TASK MATERIAL —
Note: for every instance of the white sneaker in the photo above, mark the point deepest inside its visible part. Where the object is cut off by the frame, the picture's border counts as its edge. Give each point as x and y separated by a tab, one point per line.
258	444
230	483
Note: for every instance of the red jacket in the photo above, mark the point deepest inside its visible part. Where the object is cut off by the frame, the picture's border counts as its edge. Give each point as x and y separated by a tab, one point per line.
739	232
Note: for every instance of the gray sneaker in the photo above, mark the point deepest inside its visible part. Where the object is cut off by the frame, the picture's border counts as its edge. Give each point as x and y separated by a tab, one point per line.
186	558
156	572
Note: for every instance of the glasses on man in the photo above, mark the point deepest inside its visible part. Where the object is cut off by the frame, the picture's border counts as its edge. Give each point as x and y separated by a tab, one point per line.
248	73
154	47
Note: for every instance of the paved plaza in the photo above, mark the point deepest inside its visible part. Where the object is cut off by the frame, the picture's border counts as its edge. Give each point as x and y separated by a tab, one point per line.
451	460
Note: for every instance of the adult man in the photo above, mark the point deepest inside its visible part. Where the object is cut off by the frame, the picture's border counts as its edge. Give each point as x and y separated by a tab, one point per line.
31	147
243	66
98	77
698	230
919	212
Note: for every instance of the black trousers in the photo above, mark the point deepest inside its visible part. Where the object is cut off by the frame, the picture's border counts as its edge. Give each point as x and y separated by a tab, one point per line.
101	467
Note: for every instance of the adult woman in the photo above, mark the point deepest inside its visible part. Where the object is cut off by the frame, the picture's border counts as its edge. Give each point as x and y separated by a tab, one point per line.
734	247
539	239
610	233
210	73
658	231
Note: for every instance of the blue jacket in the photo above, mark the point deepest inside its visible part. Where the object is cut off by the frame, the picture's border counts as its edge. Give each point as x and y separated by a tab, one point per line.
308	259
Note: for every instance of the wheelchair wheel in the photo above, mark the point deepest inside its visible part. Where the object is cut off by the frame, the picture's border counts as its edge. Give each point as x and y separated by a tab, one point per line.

TASK ITEM —
Please transcribe all of the data above exactly.

RESPONSE BELOW —
Note: for every instance of the white sneaker in the photo above, mark the point deepest inside its visible part. Where the object is cut off by the frame, the picture's border counts as its edge. Give each point as x and y separated by a tab, one point per line.
258	444
230	483
Note: for every instance of the red jacket in the photo above, mark the point deepest inside its visible part. Where the object is cut off by the frame, the picture's border counts as its edge. Give each point as x and y separated by a tab, one point per line.
739	232
Note: for every instance of the gray sneaker in the photo above, mark the point deepest inside its visible part. Where the object is cut off by the frame, the picture's border counts as its edge. Give each point as x and y separated by a tab, one point per line.
186	558
156	572
Note: for every instance of the glasses on man in the photo above, mark the point deepest inside its visible part. Where the object is cut off by the frame, the picture's border counts as its edge. Give each point as x and y separated by a tab, one point per line.
248	73
154	47
Note: for every instance of the paved plaza in the photo above, mark the point deepest inside its visible part. Where the object is cut off by the frame, the picture's border counts as its edge. Give each point as x and y separated by a tab, one point per line.
451	460
Note: for every instance of the adult man in the photo above, mark the point deepest inside its visible part. Where the object is cut off by the frame, the picture's border counts as its edge. Give each point as x and y separated by a tab, one point per line.
31	147
243	66
98	77
698	230
919	212
Note: for every instance of the black trousers in the photo above, mark the point deepest inside its visible part. Where the object is cut off by the frame, the picture's border counts as its edge. Give each point as x and y separated by a tab, one point per line.
101	467
Note: for every instance of the adult woman in the photo above, mark the point deepest inside its visible part. Where the object is cut off by the frame, the picture's border counts as its edge. Give each point as x and y separated by a tab, one point per line.
734	247
539	239
610	233
210	73
658	231
Note: for every instance of the blue jacket in the photo above, mark the point deepest inside its visible part. Where the object is cut off by the frame, the picture's border counts as its edge. Give each point as x and y separated by a tab, one point per line.
308	259
Note: for every instance of the wheelchair wheel in the photo above, mark the point deepest inside its visible part. Where the object is cut off by the frame, the picture's border counts as its edge. Give each point as x and y separated by a tab, one point per line.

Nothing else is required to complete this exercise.